> **Directive**
Using the entries below, transcribe exactly the line containing "Could you please locate the olive" and each line that follows it to the end.

> **Coordinate labeling data**
•••••

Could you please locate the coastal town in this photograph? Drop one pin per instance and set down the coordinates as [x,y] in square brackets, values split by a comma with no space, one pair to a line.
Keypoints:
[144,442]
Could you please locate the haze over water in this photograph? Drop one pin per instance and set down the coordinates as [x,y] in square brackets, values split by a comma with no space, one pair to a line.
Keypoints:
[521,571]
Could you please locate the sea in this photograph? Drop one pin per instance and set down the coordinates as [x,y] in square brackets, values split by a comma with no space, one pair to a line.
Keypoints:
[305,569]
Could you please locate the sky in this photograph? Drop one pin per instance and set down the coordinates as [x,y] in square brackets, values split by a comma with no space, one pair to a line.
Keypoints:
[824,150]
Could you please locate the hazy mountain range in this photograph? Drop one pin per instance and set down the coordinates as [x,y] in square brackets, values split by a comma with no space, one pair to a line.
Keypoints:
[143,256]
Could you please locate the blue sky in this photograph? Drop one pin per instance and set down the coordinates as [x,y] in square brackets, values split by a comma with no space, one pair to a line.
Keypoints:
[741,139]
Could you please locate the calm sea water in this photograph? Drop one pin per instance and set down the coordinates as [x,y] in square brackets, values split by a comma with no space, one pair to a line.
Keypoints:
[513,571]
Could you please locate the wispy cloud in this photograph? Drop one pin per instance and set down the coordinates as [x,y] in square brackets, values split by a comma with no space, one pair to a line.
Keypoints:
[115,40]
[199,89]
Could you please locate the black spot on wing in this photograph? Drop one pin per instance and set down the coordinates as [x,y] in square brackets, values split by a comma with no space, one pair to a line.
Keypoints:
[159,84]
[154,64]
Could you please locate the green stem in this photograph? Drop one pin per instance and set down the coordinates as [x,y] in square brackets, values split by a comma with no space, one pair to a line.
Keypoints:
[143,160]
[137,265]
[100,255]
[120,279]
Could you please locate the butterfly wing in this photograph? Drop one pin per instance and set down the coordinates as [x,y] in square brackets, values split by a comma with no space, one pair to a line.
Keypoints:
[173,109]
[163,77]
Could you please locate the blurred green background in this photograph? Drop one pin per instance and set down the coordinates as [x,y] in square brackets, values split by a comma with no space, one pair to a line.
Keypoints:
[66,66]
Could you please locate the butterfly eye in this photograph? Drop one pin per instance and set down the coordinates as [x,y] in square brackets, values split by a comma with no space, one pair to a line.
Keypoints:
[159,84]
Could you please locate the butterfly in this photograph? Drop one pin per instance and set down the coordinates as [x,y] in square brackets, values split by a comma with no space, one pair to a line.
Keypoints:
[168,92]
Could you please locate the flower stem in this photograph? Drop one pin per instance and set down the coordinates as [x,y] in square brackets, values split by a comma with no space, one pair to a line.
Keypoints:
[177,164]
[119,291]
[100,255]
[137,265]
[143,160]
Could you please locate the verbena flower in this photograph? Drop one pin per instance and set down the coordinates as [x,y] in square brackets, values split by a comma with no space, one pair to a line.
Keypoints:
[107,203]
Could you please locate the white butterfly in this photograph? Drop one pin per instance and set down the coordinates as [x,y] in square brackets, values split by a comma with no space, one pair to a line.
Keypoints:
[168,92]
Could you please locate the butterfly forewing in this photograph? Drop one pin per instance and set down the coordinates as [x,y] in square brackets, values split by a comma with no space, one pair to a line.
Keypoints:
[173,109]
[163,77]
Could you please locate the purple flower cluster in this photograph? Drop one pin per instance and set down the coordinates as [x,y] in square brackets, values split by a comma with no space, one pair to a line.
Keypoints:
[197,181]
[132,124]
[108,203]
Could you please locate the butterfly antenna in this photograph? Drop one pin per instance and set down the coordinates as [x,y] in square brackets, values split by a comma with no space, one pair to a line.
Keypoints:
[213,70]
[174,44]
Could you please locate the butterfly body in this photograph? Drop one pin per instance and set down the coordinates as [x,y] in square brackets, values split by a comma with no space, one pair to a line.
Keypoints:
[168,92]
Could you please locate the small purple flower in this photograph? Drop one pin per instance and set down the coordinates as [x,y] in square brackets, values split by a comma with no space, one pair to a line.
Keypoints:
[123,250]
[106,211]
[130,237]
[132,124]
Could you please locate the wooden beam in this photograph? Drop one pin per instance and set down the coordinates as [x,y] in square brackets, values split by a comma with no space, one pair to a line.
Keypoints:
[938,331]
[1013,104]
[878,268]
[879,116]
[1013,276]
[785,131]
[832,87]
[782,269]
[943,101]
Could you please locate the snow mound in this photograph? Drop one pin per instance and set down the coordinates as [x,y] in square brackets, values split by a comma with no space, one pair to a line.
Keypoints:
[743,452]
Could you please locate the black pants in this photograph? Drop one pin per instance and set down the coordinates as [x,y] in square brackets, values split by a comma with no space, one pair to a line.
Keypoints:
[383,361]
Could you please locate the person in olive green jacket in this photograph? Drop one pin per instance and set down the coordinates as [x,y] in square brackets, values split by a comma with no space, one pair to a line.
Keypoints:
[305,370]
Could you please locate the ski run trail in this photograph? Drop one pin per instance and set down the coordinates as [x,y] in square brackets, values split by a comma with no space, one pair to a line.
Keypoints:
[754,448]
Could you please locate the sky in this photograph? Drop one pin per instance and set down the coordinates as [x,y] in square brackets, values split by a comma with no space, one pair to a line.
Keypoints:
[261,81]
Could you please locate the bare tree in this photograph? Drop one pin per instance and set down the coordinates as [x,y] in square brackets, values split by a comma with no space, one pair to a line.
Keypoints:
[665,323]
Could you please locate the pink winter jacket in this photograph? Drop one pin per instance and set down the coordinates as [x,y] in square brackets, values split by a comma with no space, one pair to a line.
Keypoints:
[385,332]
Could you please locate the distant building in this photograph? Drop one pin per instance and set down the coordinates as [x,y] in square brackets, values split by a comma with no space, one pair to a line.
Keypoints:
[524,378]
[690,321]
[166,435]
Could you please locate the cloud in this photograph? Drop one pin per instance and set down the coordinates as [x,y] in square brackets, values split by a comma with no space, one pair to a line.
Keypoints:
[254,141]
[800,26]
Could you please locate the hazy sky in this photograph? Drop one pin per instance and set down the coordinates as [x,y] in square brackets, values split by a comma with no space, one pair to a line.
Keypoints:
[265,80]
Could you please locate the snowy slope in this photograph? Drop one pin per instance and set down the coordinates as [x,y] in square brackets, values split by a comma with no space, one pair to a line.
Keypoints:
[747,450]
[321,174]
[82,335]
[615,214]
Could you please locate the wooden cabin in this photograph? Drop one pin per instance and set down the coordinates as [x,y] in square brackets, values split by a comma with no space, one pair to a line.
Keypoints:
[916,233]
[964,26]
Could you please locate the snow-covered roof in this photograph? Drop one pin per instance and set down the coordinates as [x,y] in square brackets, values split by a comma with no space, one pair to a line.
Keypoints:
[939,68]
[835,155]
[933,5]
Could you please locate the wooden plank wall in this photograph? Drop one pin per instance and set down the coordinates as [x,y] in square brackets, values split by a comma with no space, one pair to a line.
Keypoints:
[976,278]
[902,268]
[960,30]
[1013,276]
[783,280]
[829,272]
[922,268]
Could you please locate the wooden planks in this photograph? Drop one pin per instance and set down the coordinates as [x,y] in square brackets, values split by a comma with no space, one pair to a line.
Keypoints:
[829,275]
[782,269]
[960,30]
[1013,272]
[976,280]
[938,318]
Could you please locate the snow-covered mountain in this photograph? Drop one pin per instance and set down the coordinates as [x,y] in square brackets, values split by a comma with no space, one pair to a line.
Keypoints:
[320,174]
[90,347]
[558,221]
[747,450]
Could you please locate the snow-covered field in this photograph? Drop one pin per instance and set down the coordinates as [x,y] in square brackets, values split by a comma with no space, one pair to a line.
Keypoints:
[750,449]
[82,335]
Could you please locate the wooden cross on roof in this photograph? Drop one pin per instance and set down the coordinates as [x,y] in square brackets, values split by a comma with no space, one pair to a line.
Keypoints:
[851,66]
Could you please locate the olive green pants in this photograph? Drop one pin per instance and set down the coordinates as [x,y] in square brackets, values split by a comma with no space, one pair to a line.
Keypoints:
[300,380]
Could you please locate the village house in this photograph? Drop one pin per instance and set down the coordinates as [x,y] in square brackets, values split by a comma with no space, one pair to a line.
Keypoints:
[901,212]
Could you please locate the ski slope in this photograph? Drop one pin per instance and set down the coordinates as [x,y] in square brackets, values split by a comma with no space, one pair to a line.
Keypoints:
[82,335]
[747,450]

•••••

> **Response**
Could you please locate the olive green pants in this photograph? Drop one pin per instance and set down the coordinates as [x,y] in square brackets, values split by a comma with no space, one pair to a line.
Keypoints:
[300,380]
Could you please locate the village house in this photograph? Drop one pin per instance and set down the coordinates as [x,y] in square brackets, values split by a comma with no space, one pair to a line.
Keypoints:
[901,212]
Could you please locate the ski slope in this photograph? Drop one pin per instance and set down the coordinates as [x,y] in square brackets, values split by a comma with no space, one pair to a line.
Keypoints:
[82,335]
[747,450]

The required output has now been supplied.